◆ The problem:
Copy every one of the following rows verbatim, leaving each line unchanged.

------------------------------------------------------------

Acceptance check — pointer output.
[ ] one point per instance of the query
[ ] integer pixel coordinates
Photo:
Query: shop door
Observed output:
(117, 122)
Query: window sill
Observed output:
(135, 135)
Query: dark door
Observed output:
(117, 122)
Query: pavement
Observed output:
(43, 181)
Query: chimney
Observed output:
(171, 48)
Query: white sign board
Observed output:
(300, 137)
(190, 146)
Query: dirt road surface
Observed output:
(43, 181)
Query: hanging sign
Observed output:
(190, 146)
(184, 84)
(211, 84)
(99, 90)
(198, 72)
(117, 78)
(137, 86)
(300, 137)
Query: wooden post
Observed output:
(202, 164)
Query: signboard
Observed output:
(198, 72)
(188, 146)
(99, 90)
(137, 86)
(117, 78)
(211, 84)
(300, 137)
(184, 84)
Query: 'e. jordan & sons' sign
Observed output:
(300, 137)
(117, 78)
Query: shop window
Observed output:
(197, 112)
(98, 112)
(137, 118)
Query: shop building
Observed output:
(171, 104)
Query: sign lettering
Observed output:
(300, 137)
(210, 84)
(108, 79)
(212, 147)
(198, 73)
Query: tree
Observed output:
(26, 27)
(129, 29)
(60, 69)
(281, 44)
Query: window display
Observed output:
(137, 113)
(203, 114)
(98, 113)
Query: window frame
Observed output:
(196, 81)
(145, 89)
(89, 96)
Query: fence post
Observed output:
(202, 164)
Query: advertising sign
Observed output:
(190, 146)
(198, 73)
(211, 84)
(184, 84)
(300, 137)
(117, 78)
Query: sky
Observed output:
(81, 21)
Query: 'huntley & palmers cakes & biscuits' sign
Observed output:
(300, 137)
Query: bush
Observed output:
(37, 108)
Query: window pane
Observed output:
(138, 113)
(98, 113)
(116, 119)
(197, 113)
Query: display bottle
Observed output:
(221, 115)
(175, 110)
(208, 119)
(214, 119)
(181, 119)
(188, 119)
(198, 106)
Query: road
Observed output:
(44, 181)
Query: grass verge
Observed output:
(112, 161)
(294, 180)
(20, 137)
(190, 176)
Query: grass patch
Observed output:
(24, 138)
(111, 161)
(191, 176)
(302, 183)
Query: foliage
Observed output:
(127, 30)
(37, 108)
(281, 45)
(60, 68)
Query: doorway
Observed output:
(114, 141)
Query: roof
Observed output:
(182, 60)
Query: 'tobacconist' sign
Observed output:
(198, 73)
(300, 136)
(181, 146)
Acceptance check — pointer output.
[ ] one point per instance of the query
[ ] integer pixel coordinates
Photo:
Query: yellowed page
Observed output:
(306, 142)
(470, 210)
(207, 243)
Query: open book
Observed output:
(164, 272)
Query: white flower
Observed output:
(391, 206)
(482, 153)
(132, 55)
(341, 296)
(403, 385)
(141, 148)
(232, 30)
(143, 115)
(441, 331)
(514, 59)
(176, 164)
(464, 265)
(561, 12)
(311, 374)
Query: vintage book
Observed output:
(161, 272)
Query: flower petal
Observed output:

------------------------------------------------------------

◆ The reply:
Acceptance check — pointer output.
[ ] one point per instance of the query
[ ] integer pixel coordinates
Photo:
Query: shop door
Observed output:
(117, 122)
Query: window sill
Observed output:
(135, 135)
Query: dark door
Observed output:
(117, 122)
Query: pavement
Observed output:
(43, 181)
Query: chimney
Observed output:
(171, 48)
Query: white sign board
Observed output:
(300, 137)
(190, 146)
Query: dirt road surface
Observed output:
(43, 181)
Query: hanging sign
Observed output:
(190, 146)
(184, 84)
(211, 84)
(99, 90)
(198, 72)
(117, 78)
(137, 86)
(300, 137)
Query: wooden post
Observed output:
(202, 164)
Query: signboard
Observed output:
(198, 72)
(188, 146)
(99, 90)
(137, 86)
(117, 78)
(211, 84)
(300, 137)
(184, 84)
Query: 'e. jordan & sons' sign
Observed output:
(300, 137)
(117, 78)
Query: shop window
Observed output:
(197, 112)
(98, 112)
(137, 118)
Query: shop building
Observed output:
(171, 104)
Query: sign lettering
Observed output:
(300, 137)
(210, 84)
(108, 79)
(212, 147)
(198, 73)
Query: tree
Observed output:
(26, 27)
(129, 29)
(60, 69)
(281, 44)
Query: window display
Observed output:
(137, 113)
(203, 114)
(98, 113)
Query: window frame
Observed output:
(196, 81)
(145, 89)
(89, 96)
Query: fence post
Observed output:
(202, 164)
Query: advertising sign
Observed output:
(190, 146)
(198, 73)
(211, 84)
(184, 84)
(300, 137)
(117, 78)
Query: sky
Observed output:
(81, 21)
Query: 'huntley & palmers cakes & biscuits' sign
Observed output:
(300, 137)
Query: bush
Observed output:
(37, 108)
Query: window pane
Observed output:
(138, 113)
(98, 113)
(116, 119)
(197, 113)
Query: display bottle
Observed output:
(221, 115)
(175, 110)
(208, 119)
(214, 119)
(181, 119)
(188, 119)
(198, 106)
Query: road
Observed output:
(44, 181)
Query: grass verge
Observed output:
(112, 161)
(294, 180)
(20, 137)
(190, 176)
Query: grass patch
Observed output:
(24, 138)
(111, 161)
(191, 176)
(302, 183)
Query: foliage
Observed output:
(127, 30)
(37, 108)
(281, 45)
(60, 68)
Query: doorway
Observed output:
(114, 141)
Query: roof
Observed output:
(182, 60)
Query: 'tobacconist' sign
Observed output:
(198, 73)
(300, 136)
(181, 146)
Acceptance check — pointer output.
[ ] one point per instance of the query
[ ] integer pixel coordinates
Photo:
Query: yellowed page
Observed output:
(306, 142)
(470, 210)
(207, 243)
Query: open book
Observed output:
(164, 272)
Query: white flower
Observed output:
(391, 206)
(482, 153)
(132, 55)
(341, 296)
(403, 385)
(141, 148)
(232, 30)
(143, 115)
(441, 331)
(514, 59)
(176, 164)
(464, 265)
(561, 12)
(311, 374)
Query: vintage book
Observed output:
(161, 272)
Query: flower petal
Observed output:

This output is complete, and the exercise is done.